##### Records supplied
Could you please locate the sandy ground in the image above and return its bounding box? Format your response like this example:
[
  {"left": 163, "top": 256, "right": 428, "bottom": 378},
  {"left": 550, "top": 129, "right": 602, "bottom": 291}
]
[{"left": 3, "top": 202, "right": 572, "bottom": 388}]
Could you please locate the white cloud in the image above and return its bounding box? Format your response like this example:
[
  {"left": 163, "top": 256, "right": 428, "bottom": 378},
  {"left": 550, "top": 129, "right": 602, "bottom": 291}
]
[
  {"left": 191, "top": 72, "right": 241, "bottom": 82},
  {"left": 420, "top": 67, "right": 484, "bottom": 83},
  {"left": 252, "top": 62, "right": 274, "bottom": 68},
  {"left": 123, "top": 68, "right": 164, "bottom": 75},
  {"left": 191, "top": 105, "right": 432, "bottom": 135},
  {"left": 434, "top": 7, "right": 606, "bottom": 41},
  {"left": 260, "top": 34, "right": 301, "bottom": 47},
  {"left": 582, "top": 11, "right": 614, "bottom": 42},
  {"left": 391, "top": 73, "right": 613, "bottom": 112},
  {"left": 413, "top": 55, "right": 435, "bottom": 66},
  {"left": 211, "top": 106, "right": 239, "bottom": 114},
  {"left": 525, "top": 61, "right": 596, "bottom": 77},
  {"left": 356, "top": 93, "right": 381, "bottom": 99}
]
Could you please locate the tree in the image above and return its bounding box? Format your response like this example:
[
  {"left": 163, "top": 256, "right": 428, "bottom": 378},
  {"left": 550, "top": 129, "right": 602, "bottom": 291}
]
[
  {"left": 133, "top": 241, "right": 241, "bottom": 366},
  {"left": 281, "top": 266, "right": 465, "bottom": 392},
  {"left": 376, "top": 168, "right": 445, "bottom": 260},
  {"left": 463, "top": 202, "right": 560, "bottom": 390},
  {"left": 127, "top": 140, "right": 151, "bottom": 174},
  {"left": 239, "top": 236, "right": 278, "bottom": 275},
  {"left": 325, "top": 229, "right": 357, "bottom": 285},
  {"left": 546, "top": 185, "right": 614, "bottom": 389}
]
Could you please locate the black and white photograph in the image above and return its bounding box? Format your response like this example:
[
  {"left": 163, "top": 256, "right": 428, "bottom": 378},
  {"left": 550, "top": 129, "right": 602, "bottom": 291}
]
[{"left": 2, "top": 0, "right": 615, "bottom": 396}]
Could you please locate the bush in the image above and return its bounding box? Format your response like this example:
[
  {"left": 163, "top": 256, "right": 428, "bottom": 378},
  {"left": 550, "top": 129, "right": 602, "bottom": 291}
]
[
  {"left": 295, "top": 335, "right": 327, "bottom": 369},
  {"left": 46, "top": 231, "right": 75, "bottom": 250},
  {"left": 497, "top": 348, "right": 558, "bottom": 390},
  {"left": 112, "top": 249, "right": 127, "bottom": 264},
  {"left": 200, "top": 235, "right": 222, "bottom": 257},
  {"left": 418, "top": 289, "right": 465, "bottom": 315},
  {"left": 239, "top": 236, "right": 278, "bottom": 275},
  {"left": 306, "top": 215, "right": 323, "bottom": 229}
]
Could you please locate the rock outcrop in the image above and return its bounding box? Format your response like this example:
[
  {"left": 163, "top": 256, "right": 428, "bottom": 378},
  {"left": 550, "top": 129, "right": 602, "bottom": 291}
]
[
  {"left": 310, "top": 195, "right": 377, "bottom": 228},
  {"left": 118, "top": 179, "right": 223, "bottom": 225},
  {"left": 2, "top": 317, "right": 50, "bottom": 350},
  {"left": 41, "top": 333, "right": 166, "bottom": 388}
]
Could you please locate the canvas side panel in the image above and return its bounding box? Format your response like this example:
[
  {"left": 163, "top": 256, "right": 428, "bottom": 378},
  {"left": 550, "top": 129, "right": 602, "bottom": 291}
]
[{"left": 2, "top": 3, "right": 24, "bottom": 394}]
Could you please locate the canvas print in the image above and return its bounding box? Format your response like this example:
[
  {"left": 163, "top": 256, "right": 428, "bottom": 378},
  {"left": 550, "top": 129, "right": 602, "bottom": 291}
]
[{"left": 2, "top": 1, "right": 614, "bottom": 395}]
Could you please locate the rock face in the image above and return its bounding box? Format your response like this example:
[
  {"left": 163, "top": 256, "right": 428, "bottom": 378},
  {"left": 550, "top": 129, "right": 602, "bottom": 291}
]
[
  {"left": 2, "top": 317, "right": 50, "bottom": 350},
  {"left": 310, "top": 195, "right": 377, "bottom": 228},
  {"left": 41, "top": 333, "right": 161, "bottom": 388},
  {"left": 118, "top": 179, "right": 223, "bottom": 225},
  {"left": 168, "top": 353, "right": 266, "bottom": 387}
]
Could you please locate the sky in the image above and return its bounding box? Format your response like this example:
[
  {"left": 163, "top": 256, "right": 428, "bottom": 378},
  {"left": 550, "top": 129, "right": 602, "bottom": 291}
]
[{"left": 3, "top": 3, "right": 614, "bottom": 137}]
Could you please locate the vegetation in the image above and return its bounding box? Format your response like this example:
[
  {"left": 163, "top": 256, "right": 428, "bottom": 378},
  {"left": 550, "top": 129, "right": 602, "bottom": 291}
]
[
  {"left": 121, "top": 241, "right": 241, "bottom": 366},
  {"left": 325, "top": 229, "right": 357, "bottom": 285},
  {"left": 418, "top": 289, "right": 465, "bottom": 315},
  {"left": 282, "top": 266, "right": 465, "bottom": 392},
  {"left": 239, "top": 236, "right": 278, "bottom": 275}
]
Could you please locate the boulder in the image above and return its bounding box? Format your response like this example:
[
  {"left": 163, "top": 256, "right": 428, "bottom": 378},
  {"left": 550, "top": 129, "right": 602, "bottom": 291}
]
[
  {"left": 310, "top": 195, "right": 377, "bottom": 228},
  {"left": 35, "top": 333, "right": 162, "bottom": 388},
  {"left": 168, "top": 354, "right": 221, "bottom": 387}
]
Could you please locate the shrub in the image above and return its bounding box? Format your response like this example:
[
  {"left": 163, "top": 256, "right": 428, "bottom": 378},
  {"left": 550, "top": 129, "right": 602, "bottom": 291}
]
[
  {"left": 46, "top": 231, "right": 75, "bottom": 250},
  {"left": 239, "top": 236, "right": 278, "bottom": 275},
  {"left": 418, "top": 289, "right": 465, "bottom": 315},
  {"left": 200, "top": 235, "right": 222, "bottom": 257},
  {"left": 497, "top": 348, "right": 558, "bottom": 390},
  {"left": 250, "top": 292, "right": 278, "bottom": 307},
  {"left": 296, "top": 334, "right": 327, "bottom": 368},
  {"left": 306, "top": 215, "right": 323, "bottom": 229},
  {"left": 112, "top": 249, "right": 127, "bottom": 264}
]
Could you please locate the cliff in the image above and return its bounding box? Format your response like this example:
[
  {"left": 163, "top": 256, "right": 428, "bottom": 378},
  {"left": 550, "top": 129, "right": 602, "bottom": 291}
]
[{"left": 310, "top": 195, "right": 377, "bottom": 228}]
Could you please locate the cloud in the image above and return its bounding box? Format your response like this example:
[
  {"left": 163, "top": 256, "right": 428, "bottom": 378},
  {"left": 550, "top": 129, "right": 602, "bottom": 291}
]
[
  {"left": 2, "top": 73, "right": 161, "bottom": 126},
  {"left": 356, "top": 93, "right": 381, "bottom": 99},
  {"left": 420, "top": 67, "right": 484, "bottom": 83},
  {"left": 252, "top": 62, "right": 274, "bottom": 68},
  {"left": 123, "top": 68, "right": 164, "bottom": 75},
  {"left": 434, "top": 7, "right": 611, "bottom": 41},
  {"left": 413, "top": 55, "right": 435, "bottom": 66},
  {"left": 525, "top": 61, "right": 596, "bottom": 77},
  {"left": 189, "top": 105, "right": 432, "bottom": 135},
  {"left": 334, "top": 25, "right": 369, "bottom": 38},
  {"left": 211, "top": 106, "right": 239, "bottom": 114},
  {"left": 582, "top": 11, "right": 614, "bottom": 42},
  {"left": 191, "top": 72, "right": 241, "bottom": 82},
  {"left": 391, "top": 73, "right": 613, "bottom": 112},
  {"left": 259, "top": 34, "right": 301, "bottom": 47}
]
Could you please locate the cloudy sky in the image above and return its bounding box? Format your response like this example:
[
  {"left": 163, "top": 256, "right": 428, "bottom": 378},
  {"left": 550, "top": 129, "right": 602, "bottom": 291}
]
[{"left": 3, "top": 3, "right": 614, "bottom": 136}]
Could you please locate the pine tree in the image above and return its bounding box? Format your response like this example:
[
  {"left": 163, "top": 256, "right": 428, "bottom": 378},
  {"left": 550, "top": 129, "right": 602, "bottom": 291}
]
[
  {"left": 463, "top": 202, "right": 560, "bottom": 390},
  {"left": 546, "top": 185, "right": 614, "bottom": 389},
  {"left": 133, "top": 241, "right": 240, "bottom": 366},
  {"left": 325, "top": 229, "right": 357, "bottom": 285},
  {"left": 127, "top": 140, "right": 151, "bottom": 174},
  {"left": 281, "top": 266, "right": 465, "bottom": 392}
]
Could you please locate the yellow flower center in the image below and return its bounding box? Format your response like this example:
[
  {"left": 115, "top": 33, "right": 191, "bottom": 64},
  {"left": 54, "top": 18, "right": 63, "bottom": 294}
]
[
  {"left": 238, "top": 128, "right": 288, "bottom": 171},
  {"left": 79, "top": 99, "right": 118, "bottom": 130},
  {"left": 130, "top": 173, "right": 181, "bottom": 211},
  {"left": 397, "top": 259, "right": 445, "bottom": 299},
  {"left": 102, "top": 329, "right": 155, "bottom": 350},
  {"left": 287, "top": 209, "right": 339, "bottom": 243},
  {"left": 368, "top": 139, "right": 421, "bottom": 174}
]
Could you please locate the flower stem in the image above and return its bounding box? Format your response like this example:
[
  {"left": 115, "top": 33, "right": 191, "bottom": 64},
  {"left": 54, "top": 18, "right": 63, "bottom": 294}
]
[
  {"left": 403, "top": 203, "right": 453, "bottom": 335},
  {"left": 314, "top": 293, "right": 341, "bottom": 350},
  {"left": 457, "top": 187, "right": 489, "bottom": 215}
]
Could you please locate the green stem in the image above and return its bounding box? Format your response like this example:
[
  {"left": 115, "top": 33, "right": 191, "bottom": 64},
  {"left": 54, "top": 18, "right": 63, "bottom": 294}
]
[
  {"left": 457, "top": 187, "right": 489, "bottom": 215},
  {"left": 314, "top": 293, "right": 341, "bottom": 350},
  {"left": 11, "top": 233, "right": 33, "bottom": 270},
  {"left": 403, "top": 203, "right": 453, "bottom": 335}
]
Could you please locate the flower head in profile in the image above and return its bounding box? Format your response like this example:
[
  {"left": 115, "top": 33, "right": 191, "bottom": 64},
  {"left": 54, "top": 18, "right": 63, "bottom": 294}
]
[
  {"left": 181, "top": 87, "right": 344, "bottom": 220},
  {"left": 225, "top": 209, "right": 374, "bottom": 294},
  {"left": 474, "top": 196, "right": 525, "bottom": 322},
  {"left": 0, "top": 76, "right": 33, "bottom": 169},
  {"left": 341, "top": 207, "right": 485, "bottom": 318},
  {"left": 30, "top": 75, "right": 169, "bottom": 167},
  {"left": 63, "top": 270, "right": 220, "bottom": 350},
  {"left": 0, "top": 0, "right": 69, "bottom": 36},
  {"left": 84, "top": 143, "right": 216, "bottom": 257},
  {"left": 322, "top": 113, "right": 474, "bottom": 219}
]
##########
##### Records supplied
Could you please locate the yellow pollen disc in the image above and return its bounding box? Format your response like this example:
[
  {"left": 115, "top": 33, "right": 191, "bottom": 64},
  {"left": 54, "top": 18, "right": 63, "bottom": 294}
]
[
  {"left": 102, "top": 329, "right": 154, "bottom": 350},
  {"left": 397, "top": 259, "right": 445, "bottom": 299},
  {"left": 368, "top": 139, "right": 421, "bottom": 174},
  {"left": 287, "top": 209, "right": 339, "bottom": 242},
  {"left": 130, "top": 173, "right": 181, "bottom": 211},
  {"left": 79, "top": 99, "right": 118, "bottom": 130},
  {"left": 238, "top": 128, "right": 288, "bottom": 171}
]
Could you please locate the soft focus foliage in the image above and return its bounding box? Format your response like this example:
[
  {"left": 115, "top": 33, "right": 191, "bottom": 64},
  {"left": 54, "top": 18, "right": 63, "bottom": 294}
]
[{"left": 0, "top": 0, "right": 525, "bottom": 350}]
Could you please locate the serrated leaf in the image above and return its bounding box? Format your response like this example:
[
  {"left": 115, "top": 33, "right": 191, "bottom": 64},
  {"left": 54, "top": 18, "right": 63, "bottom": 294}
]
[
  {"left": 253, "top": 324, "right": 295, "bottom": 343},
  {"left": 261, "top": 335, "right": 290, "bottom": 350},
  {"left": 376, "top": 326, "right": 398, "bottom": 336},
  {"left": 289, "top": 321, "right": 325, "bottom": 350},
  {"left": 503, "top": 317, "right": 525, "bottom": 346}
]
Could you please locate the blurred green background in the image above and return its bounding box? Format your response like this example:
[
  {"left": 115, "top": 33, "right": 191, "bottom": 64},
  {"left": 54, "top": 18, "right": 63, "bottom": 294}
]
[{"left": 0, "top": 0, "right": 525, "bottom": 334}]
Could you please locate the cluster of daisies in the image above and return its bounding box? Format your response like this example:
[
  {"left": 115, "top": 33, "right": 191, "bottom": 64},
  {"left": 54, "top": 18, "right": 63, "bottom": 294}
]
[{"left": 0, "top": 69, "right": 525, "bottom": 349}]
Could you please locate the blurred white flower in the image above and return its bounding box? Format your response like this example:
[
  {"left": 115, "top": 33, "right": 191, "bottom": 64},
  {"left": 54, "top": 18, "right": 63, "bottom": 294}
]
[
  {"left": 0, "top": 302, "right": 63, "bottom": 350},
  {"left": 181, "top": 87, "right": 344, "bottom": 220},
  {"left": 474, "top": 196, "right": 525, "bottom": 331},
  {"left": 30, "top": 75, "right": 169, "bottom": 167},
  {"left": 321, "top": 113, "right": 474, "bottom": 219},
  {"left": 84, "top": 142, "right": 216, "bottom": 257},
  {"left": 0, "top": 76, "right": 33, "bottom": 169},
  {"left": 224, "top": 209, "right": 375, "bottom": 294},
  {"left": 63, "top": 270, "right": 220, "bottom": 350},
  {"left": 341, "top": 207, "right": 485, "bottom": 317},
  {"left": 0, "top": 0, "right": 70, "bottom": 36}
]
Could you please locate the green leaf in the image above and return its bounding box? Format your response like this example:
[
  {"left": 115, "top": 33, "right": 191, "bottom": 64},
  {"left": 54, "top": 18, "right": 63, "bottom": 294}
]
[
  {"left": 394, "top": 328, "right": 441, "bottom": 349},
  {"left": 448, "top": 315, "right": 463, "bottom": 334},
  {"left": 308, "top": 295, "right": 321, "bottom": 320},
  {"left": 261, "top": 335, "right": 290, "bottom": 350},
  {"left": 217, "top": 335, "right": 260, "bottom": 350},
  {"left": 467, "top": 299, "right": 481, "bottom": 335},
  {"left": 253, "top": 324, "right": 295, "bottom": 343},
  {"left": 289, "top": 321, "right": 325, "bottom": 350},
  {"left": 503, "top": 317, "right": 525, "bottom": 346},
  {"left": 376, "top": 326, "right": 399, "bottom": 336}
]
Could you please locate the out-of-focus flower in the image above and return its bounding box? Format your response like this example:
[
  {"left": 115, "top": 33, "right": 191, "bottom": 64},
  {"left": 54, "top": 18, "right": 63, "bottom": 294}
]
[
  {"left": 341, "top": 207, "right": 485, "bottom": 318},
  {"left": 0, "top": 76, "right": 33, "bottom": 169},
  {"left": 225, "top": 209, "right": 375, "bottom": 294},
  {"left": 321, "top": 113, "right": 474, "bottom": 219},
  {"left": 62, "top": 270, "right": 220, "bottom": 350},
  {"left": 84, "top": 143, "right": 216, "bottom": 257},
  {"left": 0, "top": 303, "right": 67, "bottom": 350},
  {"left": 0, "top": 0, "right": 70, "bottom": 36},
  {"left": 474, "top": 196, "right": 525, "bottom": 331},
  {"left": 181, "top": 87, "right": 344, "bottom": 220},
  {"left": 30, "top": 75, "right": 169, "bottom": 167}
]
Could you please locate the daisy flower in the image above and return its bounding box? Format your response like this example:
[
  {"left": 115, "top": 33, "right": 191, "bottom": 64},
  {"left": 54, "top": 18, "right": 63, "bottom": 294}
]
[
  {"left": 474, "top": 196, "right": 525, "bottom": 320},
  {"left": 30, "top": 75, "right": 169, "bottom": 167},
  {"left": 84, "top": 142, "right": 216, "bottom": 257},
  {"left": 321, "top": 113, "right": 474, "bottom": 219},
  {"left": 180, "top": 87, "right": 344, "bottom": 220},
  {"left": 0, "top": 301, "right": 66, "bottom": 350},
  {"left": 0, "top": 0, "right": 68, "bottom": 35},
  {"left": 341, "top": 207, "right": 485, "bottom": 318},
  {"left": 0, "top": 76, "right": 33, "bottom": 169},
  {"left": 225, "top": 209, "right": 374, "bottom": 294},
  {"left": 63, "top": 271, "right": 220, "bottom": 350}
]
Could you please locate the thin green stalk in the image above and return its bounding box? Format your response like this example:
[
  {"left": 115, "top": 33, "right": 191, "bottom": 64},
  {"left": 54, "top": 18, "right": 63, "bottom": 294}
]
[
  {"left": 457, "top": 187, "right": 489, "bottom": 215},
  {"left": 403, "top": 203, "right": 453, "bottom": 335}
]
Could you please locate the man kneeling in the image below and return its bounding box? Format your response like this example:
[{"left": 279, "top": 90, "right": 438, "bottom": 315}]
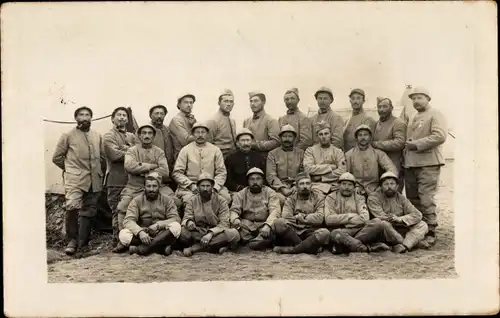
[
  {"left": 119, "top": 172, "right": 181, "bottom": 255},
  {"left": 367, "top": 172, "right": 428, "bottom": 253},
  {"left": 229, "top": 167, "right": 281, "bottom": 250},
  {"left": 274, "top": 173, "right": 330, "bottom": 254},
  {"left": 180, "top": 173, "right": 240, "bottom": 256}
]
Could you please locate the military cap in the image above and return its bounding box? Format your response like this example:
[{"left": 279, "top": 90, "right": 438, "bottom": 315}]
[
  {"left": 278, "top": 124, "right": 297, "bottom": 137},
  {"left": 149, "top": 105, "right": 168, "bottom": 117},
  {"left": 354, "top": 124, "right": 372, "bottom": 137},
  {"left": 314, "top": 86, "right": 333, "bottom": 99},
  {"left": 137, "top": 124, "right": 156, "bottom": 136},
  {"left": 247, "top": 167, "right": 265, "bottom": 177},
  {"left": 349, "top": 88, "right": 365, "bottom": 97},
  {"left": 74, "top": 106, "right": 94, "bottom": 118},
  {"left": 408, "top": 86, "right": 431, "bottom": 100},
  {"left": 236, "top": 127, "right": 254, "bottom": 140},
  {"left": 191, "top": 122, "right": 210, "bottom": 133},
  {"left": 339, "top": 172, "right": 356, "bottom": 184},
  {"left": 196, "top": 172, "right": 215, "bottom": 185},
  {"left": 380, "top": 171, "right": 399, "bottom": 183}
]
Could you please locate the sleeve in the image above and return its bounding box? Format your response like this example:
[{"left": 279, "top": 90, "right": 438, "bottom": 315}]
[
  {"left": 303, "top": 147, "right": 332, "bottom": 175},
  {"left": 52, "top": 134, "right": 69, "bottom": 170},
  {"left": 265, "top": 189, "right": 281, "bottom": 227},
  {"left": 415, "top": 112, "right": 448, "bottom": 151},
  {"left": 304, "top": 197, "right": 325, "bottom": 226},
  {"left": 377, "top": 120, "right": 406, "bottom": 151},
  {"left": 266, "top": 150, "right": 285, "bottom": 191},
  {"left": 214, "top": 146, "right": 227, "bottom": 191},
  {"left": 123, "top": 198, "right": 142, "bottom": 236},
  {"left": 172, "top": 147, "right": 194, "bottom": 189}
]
##########
##### Records supplied
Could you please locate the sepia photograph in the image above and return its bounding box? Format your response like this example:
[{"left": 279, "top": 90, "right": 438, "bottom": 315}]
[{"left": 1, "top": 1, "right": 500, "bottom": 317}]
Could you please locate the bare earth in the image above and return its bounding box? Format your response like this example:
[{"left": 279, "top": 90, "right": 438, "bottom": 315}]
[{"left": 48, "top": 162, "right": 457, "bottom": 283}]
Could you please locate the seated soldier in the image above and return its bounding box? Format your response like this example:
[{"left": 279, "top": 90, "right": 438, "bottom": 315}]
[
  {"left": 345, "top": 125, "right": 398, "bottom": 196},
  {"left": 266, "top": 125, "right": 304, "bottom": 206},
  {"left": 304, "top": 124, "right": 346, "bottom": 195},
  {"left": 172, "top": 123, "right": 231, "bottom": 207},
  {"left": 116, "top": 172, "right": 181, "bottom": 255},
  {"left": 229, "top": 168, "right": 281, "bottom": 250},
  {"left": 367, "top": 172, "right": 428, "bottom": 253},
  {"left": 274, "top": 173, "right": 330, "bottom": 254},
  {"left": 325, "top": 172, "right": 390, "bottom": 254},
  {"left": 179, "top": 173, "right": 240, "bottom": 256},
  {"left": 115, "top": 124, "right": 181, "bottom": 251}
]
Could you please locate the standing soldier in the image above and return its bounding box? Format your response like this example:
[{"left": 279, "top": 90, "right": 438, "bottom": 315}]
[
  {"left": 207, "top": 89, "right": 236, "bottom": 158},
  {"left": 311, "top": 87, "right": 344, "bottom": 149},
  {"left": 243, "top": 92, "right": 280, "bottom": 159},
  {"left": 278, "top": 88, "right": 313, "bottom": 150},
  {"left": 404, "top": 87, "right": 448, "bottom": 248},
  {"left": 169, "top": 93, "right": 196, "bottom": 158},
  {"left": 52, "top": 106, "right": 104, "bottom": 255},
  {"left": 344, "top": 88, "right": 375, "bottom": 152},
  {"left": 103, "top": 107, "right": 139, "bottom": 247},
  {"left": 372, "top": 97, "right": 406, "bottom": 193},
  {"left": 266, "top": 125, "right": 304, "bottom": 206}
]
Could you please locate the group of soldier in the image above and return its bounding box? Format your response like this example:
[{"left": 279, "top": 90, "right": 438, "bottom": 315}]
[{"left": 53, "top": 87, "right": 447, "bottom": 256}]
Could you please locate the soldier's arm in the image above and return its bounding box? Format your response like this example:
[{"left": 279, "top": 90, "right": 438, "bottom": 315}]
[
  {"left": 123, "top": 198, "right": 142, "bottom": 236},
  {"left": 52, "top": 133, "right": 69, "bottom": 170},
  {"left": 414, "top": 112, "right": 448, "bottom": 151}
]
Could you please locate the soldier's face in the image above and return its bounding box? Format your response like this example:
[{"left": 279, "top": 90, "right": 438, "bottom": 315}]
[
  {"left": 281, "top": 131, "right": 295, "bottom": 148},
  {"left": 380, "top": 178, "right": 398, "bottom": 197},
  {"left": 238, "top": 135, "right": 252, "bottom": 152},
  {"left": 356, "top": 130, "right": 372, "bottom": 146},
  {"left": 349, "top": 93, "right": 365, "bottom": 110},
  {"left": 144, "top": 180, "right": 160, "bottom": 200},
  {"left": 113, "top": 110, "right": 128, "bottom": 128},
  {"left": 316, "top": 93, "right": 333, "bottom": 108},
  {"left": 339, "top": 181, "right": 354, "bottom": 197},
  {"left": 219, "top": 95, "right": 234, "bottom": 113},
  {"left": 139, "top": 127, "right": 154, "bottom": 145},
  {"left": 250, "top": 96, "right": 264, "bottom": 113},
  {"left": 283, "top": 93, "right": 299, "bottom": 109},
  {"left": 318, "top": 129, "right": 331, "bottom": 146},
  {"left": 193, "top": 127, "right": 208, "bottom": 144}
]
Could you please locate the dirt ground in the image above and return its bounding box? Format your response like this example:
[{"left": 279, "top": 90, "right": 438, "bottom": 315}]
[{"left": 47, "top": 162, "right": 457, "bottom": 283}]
##########
List each line in the material above that contains the word "blurred". Uppercase and lowercase letters count as different.

Could you please locate the blurred green background in the image above and return its bounding box? Format your response like this example:
Could you please locate the blurred white flower in the image above and return its bounding box? Format your response like this example:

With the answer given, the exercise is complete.